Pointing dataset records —
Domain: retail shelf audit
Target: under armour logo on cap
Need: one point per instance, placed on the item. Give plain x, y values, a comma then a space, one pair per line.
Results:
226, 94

TASK — Update the material by replacing "cap" with "hat" and leaving everything else unchanged.

TASK OUTPUT —
Domain: retail shelf audit
Target: under armour logo on hat
Need: one point per instance, placed on the item. Give plain x, y values, a comma then a space, one pair per line.
Results:
226, 94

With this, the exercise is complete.